=== Texto extraído ===

Neste momento, o grupo atua num corredor de biodiversidade estratégico para o
futuro do bioma. Do tamanho de 300 mil campos de futebol, esse corredor fica
numa área que abrange a divisa entre Mato Grosso do Sul, Mato Grosso e a
fronteira com a Bolívia, próxima à Serra do Amolar.
Depois
do cenário catastrófico de 2020, o IHP criou a brigada permanente. Naquele ano,
os incêndios consumiram 30% da porção brasileira do Pantanal e ficou claro para
os integrantes da entidade que saber combater o fogo não era o suficiente – era
preciso entender melhor o território, conhecer onde buscar água entre as chamas
e quais caminhos podem ser usados pelos animais nas rotas de fuga.
"A
brigada atua junto às comunidades para dar apoio, ajuda na manutenção perto de
escolas rurais para manter a área segura, promove ações ambientais, educativas.
Mas neste momento está tudo paralisado, o foco é combater o fogo", explica
Rodolfo César de Sousa, que atua na comunicação do IHP.
• Pantanal enfraquecido
A
temporada precoce de incêndios em 2024 encontra um Pantanal ainda em
recuperação. Em 2020, os grandes incêndios no bioma em território nacional
consumiram 43% de locais nunca antes queimados e provocaram a mortalidade em
massa da vida selvagem. Foram 39 mil quilômetros quadrados atingidos pelas
chamas. Um estudo publicado na Scientific Reports, do grupo Nature, estimou a
morte de 17 mil animais vertebrados em decorrência da catástrofe.
Além
disso, o último período chuvoso terminou com pouca água nos rios da região. O
monitoramento feito pelo Serviço Geológico do Brasil (SGB) aponta que, de todo
o volume de chuva esperado, 60% se confirmaram. O mapa que mostra as regiões
sob seca produzido pela Agência Nacional de Águas (ANA) alerta para zonas
críticas sobre o Pantanal.

===

**Tarefa 1**. Segundo o texto sobre os incêndios no Pantanal, por que o IHP criou a brigada permanente? Responda em até três frases.
**Tarefa 2**. Liste todas as porcentagens citadas no texto sobre os incêndios no Pantanal e indique a que cada uma se refere.
**Tarefa 3**. De acordo com o texto sobre os incêndios no Pantanal, qual é o tamanho do corredor de biodiversidade onde o grupo atua?

=== Dados fornecidos ===

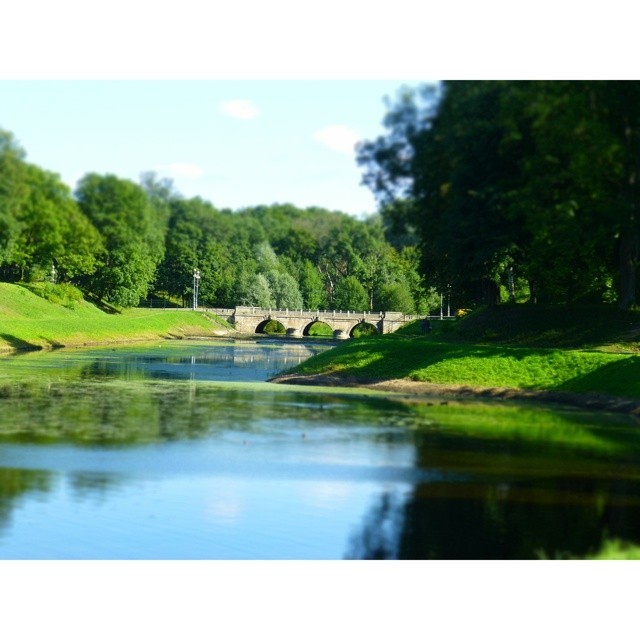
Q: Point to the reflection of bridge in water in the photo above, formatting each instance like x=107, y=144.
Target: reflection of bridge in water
x=297, y=322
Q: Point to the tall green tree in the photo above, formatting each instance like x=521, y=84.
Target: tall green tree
x=120, y=210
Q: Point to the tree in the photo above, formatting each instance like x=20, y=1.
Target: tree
x=13, y=186
x=123, y=215
x=534, y=178
x=54, y=232
x=350, y=295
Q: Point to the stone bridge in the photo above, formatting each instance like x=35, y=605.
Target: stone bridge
x=297, y=321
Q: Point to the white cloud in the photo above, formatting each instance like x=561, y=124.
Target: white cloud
x=241, y=109
x=181, y=170
x=337, y=137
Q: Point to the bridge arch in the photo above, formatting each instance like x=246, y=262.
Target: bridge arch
x=271, y=325
x=317, y=328
x=362, y=329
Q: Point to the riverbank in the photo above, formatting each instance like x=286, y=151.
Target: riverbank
x=30, y=322
x=430, y=367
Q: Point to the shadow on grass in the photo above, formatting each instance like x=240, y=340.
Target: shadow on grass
x=618, y=378
x=18, y=343
x=52, y=343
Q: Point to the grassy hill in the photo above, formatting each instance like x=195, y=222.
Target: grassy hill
x=59, y=316
x=525, y=348
x=601, y=327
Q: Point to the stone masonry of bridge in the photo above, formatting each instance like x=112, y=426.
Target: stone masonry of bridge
x=297, y=321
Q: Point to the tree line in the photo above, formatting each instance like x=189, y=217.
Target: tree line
x=123, y=242
x=515, y=190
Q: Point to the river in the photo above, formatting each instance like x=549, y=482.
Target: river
x=181, y=450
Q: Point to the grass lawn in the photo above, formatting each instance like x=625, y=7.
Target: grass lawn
x=423, y=359
x=30, y=321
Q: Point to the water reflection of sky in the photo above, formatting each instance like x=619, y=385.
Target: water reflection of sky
x=144, y=453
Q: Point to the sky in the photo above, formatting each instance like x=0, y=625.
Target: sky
x=234, y=143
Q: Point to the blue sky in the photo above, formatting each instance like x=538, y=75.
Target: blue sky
x=235, y=143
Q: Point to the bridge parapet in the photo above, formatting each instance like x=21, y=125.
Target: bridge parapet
x=295, y=321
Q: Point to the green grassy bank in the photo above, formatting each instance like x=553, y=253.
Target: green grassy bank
x=602, y=359
x=30, y=321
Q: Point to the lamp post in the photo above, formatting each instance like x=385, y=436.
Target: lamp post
x=196, y=286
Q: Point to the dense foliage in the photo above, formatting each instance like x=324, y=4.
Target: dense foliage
x=515, y=190
x=123, y=243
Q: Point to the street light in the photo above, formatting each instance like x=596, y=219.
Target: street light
x=196, y=286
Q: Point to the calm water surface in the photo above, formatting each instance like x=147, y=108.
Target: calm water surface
x=180, y=450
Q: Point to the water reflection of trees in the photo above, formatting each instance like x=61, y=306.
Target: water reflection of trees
x=507, y=510
x=16, y=484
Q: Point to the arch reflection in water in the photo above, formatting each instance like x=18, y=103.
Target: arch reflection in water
x=104, y=456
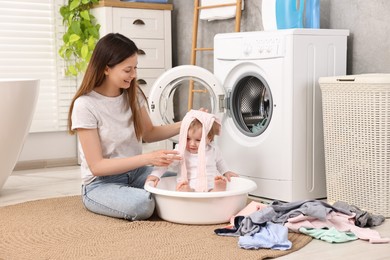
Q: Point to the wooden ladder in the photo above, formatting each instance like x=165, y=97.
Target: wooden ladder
x=195, y=48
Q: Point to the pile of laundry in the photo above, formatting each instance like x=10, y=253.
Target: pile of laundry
x=266, y=226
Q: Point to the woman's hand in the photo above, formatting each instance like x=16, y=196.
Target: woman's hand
x=228, y=175
x=163, y=157
x=153, y=179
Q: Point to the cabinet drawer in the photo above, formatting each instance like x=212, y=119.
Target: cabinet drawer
x=153, y=53
x=135, y=23
x=147, y=77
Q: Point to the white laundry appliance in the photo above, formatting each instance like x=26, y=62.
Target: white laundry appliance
x=265, y=89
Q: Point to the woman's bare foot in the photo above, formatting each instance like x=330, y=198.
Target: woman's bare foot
x=184, y=186
x=219, y=183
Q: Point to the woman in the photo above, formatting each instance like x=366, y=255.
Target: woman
x=109, y=113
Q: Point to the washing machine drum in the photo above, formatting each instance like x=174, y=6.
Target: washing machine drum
x=182, y=88
x=248, y=103
x=251, y=105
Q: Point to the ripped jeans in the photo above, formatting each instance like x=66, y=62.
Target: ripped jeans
x=120, y=196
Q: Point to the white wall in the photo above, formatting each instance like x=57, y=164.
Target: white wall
x=49, y=146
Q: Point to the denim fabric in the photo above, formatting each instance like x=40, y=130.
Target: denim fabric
x=120, y=196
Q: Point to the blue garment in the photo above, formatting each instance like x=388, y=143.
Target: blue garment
x=273, y=236
x=120, y=196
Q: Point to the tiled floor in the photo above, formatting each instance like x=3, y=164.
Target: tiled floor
x=55, y=182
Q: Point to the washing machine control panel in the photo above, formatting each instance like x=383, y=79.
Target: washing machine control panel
x=263, y=48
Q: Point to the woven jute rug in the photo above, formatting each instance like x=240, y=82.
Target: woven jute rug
x=61, y=228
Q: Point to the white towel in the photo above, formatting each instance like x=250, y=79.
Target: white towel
x=219, y=13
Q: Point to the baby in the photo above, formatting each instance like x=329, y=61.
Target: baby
x=202, y=167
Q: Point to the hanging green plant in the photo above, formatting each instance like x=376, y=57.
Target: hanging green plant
x=81, y=36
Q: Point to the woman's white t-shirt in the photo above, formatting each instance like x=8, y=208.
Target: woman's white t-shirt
x=112, y=117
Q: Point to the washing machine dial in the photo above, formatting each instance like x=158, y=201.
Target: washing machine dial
x=247, y=49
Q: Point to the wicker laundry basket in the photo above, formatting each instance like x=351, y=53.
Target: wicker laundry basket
x=356, y=121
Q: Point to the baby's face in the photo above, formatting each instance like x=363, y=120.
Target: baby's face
x=193, y=139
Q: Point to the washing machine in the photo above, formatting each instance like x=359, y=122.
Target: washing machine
x=265, y=89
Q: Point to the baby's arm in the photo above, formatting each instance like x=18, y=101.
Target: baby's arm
x=156, y=174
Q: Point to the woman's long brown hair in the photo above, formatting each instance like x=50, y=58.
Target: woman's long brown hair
x=110, y=50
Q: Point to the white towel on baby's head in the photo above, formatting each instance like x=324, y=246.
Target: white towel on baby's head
x=218, y=13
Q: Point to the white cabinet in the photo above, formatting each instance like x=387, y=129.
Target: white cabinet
x=149, y=26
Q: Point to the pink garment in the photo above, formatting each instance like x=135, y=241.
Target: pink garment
x=339, y=221
x=207, y=121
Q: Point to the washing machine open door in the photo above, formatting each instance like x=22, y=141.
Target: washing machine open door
x=170, y=99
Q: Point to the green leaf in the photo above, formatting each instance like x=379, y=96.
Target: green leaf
x=85, y=15
x=75, y=27
x=68, y=54
x=72, y=70
x=74, y=4
x=74, y=38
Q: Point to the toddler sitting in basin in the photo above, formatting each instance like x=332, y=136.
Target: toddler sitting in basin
x=202, y=167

===

**Resposta 1**. O IHP criou a brigada permanente depois dos incêndios de 2020, que consumiram 30% da porção brasileira do Pantanal. Os integrantes da entidade perceberam que saber combater o fogo não bastava. Era preciso entender melhor o território, saber onde buscar água entre as chamas e conhecer os caminhos que os animais podem usar nas rotas de fuga.

**Resposta 2**.
- 30%: parte da porção brasileira do Pantanal consumida pelos incêndios em 2020.
- 43%: parte da área queimada em 2020 no território nacional formada por locais nunca antes queimados.
- 60%: parte do volume de chuva esperado que se confirmou no último período chuvoso, segundo o monitoramento do SGB.

**Resposta 3**. O corredor tem o tamanho de 300 mil campos de futebol.